*Problem description:* Lines to return, exactly: from the line with "as [[148, 89]]." to the line with "as [[71, 33]]." in the entries below, both included.

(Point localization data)
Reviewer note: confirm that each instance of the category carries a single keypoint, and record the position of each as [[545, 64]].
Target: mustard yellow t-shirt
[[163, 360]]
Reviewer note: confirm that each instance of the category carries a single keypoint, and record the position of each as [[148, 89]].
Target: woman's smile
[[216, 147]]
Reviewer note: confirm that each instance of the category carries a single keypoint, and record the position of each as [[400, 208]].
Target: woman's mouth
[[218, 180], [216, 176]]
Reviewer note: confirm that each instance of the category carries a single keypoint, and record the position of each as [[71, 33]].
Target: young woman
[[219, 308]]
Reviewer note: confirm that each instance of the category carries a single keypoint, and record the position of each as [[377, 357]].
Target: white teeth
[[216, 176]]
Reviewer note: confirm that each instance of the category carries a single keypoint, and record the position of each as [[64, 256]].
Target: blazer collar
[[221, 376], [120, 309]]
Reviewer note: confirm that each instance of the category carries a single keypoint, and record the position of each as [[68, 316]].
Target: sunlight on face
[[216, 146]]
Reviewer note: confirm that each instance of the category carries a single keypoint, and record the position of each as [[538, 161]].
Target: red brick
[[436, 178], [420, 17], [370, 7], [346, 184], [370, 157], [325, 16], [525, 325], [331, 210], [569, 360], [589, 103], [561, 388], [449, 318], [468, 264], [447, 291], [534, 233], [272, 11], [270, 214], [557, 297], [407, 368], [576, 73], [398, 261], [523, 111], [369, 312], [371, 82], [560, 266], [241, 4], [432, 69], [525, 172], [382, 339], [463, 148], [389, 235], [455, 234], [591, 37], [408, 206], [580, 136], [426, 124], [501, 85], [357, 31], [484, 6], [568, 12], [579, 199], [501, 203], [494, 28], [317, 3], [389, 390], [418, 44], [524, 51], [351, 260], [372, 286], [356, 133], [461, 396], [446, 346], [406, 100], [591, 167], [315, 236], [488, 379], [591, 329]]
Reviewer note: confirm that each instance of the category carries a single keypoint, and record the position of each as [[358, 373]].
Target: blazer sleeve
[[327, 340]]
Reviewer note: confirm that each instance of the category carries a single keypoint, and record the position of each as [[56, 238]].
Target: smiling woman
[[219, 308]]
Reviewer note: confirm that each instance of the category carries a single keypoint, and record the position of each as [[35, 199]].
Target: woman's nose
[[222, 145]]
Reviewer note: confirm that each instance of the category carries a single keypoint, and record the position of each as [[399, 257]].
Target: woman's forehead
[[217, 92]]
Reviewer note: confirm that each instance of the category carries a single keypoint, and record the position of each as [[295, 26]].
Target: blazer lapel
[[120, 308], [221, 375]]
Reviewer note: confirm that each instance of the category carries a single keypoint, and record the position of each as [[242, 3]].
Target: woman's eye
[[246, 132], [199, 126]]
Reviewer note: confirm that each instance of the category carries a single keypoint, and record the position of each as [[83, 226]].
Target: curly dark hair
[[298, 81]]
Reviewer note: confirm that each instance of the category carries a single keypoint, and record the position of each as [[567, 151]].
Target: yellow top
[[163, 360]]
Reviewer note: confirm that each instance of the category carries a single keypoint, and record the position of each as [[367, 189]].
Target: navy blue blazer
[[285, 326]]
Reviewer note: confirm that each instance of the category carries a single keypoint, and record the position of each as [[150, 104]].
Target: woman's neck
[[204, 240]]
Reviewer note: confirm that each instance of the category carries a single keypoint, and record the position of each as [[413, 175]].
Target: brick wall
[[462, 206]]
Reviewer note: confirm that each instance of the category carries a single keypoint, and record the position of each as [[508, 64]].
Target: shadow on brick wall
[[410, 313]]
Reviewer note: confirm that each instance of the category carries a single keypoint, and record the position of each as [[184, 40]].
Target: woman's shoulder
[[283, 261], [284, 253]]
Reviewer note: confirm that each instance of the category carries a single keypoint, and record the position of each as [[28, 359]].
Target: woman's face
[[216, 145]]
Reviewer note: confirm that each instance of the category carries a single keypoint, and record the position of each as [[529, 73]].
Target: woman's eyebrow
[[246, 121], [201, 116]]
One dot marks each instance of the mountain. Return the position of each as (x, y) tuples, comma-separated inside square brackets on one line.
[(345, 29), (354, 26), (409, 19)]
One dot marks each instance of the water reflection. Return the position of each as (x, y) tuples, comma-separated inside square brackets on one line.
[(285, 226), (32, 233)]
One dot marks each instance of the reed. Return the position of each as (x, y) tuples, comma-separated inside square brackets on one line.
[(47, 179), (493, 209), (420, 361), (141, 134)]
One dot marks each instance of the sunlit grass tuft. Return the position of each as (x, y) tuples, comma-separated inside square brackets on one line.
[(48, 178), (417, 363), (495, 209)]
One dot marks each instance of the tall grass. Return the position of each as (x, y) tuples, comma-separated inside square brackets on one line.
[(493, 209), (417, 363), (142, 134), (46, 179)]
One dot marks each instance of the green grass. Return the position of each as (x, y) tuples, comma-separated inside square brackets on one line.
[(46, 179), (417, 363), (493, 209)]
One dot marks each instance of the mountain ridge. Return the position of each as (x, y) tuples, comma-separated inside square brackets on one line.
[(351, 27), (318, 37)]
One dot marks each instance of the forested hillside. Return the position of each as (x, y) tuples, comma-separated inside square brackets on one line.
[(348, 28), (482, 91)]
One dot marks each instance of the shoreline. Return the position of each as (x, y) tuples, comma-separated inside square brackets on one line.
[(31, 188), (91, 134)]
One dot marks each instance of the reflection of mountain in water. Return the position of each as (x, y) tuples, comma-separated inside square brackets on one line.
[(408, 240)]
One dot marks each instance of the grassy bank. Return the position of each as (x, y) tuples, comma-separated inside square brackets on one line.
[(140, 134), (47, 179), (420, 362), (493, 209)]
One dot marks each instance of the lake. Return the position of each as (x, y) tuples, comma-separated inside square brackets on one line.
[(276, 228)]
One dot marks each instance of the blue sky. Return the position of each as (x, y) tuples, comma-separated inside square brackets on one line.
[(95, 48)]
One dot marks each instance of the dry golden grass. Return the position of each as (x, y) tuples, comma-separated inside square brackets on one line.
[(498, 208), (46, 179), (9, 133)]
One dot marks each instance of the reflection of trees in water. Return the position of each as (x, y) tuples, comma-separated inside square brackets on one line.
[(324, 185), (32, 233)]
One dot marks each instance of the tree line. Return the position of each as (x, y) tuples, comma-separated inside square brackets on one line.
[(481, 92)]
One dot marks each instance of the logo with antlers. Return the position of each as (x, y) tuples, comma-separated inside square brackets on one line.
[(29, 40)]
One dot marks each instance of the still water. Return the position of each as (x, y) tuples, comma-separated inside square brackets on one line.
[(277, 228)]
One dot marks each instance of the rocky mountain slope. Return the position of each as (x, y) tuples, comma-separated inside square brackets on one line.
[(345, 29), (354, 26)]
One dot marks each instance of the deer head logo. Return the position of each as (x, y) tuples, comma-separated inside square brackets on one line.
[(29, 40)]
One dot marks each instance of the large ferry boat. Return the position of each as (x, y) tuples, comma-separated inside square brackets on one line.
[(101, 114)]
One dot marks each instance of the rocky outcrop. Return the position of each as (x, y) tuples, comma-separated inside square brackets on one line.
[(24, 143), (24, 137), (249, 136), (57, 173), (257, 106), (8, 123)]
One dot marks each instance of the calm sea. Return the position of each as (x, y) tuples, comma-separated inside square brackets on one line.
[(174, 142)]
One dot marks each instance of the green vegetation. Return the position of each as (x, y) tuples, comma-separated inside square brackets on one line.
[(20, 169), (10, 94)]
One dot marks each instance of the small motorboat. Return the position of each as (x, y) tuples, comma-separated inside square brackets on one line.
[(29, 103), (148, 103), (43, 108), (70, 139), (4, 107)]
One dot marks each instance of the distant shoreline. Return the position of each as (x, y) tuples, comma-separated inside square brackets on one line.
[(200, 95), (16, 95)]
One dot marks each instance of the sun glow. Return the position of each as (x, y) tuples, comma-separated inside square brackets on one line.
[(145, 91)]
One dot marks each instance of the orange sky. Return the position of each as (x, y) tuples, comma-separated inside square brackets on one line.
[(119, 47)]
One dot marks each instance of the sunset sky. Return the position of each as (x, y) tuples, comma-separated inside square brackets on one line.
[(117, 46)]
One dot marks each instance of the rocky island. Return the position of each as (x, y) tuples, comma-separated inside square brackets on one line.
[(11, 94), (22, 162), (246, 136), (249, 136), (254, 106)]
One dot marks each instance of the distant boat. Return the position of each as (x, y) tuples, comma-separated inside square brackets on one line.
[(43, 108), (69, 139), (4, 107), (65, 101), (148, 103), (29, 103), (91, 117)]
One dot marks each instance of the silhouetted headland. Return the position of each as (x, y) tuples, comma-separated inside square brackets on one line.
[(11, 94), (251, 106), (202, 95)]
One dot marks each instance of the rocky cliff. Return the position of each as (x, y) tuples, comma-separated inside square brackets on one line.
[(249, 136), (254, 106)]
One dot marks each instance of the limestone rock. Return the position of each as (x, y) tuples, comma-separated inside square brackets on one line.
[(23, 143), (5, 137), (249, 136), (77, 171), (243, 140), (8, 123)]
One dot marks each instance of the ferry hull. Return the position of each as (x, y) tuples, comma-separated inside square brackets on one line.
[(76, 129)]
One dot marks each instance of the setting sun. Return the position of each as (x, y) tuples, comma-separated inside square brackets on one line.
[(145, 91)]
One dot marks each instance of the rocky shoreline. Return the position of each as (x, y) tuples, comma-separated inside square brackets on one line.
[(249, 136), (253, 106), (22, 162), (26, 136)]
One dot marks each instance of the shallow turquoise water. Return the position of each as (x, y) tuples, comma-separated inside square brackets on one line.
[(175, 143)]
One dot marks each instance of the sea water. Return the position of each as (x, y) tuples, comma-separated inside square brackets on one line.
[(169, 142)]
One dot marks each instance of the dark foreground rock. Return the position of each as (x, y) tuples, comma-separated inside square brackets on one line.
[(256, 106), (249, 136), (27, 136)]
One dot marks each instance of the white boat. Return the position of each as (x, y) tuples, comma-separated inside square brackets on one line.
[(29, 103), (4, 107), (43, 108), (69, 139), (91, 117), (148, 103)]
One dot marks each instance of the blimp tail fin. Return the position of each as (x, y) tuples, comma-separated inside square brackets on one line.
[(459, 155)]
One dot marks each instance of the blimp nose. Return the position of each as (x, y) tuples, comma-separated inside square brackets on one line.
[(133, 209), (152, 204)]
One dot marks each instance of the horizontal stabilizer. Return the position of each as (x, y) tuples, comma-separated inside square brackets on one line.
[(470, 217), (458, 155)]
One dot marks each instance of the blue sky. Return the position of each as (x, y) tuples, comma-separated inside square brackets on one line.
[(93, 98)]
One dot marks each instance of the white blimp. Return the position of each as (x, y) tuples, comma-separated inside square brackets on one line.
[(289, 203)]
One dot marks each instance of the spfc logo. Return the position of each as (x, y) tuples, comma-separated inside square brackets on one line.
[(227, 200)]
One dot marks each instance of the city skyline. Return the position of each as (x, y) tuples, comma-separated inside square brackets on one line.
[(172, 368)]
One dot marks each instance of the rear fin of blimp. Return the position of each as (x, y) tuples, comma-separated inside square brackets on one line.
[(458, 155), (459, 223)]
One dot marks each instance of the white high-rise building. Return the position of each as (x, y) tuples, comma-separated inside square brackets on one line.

*Response:*
Reviewer note: confirm that each instance of the category carries a single keypoint, and record the position of each as [[148, 89]].
Target: woman's smile
[[216, 147]]
Reviewer note: confirm that each instance of the category carries a single keypoint, and record the position of each as [[400, 208]].
Target: woman's mouth
[[218, 180], [216, 176]]
Reviewer note: confirm that each instance of the category carries a single keypoint, and record the position of each as [[71, 33]].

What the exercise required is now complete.